◆ RECORDED INFORMATION:
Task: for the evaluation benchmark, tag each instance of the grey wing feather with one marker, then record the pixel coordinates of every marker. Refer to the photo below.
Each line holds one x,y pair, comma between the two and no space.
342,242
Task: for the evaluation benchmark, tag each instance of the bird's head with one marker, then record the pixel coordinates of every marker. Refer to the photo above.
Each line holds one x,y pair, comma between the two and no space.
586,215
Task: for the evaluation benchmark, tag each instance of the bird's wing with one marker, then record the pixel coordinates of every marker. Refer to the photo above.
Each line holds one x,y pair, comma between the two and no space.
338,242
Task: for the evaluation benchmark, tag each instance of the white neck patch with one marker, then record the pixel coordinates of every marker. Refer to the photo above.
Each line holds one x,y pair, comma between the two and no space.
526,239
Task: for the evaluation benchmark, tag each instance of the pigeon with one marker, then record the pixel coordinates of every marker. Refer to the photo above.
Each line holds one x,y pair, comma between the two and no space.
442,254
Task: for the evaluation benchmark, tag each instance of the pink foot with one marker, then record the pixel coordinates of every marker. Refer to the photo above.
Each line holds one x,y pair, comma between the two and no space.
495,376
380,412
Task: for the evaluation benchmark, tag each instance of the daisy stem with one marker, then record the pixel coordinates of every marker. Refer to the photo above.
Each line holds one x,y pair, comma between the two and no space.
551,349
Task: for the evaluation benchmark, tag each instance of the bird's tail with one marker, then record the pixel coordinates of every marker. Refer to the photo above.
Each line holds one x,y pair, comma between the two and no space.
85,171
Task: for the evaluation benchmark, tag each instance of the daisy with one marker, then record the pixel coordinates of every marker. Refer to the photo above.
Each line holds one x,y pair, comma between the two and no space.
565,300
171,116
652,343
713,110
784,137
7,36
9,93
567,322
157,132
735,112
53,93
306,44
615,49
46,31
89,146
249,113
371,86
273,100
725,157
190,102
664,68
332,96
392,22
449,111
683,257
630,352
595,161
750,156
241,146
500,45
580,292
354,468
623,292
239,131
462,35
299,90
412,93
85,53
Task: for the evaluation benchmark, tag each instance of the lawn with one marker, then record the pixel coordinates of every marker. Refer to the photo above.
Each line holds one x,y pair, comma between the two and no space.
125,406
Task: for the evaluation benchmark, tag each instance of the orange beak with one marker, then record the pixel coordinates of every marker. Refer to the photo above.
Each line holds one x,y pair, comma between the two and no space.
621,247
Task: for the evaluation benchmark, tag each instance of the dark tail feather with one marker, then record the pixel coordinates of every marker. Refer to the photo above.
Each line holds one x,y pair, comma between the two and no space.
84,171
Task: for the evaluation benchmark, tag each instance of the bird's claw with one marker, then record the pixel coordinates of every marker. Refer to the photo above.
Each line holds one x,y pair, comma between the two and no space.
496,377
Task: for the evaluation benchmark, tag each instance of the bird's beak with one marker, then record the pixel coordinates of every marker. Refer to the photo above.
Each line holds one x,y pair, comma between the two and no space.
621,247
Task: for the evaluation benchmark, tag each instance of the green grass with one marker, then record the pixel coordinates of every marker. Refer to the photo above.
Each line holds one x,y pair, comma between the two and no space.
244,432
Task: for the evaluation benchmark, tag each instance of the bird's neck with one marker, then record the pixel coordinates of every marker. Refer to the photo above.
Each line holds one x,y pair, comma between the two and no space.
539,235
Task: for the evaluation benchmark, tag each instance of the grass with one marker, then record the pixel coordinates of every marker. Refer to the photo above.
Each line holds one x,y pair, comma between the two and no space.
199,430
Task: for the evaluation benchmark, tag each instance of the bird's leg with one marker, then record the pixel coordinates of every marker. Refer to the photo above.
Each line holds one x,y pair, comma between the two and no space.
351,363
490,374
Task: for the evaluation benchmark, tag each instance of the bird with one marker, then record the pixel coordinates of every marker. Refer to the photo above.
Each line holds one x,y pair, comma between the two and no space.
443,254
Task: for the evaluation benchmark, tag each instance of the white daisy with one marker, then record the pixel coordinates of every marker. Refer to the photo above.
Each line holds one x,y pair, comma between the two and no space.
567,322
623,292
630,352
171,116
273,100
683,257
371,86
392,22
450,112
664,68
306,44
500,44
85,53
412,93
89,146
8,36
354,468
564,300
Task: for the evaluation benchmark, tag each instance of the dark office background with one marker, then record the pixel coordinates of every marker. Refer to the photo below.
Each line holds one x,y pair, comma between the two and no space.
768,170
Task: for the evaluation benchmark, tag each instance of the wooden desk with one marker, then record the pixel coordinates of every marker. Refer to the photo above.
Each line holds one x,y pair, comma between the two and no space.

◆ THE REQUEST: Reproduce every one of the lines above verbatim, with no changes.

◆ SOLUTION TO THE PROBLEM:
Task: for the evaluation benchmark, tag each instance of the grey wing feather with one marker, then record the pixel coordinates of every marker. Refer to the photo below.
Each line holds one x,y pair, comma between the two and no space.
342,242
Task: for the evaluation benchmark, tag each instance of the bird's head with one marker, then record the pixel coordinates of every marker. Refer to the photo above.
Each line holds one x,y pair, comma between the two and no space.
586,215
Task: for the evaluation benchmark, tag each instance of the bird's wing with one marker, then record the pixel coordinates of every marker. Refer to the photo above.
Each line holds one x,y pair, comma between the two and no space.
338,242
Task: for the evaluation benchmark, tag each instance of the white neck patch with one marker, then record the pixel coordinates of every marker. Refer to the photo above.
Each line holds one x,y pair, comma between the two and no space.
526,239
Task: for the evaluation benchmark, tag each instance of the pigeon with one marker, then record the pixel coordinates of every marker. Refer to the photo above.
Each line holds one x,y pair, comma between the two and no space.
442,254
Task: for the evaluation benchmark, tag each instance of the pink foot with one marker, then record the pixel coordinates of every marker. Refer to the photo above.
Each line holds one x,y pair, comma between the two and no space.
495,376
380,412
Task: for the evaluation benchmark, tag each instance of the daisy stem with one marker, then record the pixel coordinates of every marker. Refer to the photo above.
Each line holds one x,y pair, comma between the two and no space.
551,349
Task: for the evaluation benchmark, tag each instance of the bird's tail with one marker, then record the pixel coordinates of every marker. Refer to the photo above.
Each line holds one x,y pair, comma between the two and no space.
85,171
Task: for the evaluation benchmark, tag each instance of the daisy with one marker, then record the pixel coordinates of every marker. Refer to the photo above.
Each line holds one x,y pair, comma between the two and no space.
565,300
171,116
652,343
713,110
784,137
7,36
9,93
567,322
157,132
735,112
53,93
306,44
615,49
46,31
89,146
249,113
371,86
273,100
725,157
190,102
664,68
332,96
392,22
449,111
683,257
630,352
595,161
750,156
241,146
500,45
580,292
354,468
623,292
239,131
462,35
299,90
412,93
85,53
Task: for the evaluation benchmark, tag each instance of the lawn with one marker, then record the pixel coordinates of every marker. Refer to the photo above.
Each line holds one x,y pair, comma between the two and no space.
125,406
Task: for the evaluation benchmark, tag each instance of the orange beak with one marker, then record the pixel coordinates of every marker. Refer to the photo above.
Each line holds one x,y pair, comma between the two and no space.
621,247
Task: for the evaluation benchmark, tag each instance of the dark tail feather with one marker, then record the pixel coordinates of every marker. Refer to the photo above.
Each line holds one x,y pair, comma between the two and no space.
84,171
Task: for the evaluation benchmark, tag each instance of the bird's claw with one marker, then record the pixel coordinates of every marker. Refer to the photo above.
Each line holds one x,y pair, comma between the two and no space.
496,377
Task: for the evaluation benchmark, tag each instance of the bird's beak with one marker, then record the pixel coordinates of every marker. Refer to the photo above.
Each line holds one x,y pair, comma between the two and no space.
621,247
Task: for the evaluation benchmark, tag each instance of the green grass with one marker, then record the pixel coordinates of every marker. Refer to the photo above.
Each line holds one x,y pair, comma between the two and no space.
244,432
Task: for the evaluation benchmark, tag each instance of the bird's neck with one marker, then record the pixel coordinates of every marker. Refer to the photo above.
Each line holds one x,y pair, comma between the two and no space.
539,235
Task: for the evaluation benchmark, tag each instance of the grass with one marker, then record the pixel coordinates of every marker. Refer to the photo above.
Each line holds one x,y pair, comma between the two and no space.
199,430
Task: for the evaluation benchmark, tag each instance of the bird's leg with one marker, then record the pixel coordinates of every marker. Refer to the photo above.
Each line holds one x,y pair, comma between the two and no space.
351,363
490,374
Task: for the evaluation benchmark, tag each instance of the bird with one marker, then record the pixel coordinates of every marker. Refer to the photo above.
Each line holds one x,y pair, comma between the two and no space.
443,254
Task: for the evaluation benchmark, tag each instance of the white daisy with one marker, then record the pixel coordinates of every marker. Refer to the photo above.
Each line holds one x,y pair, comma between the two and no space.
567,322
623,292
630,352
171,116
273,100
683,257
371,86
392,22
450,112
664,68
306,44
500,44
85,53
412,93
89,146
8,36
354,468
564,300
Task: for the evaluation benchmark, tag each instance of the dark office background with one marker, then record the pixel coordinates of every marker. Refer to the photo below.
Each line holds one x,y pair, comma between the two and no space.
768,170
Task: for the evaluation benchmark, tag each instance of the wooden desk with one marker, then record the pixel coordinates of every marker. Refer to the photo above.
Each line holds one x,y pair, comma between the two and no space.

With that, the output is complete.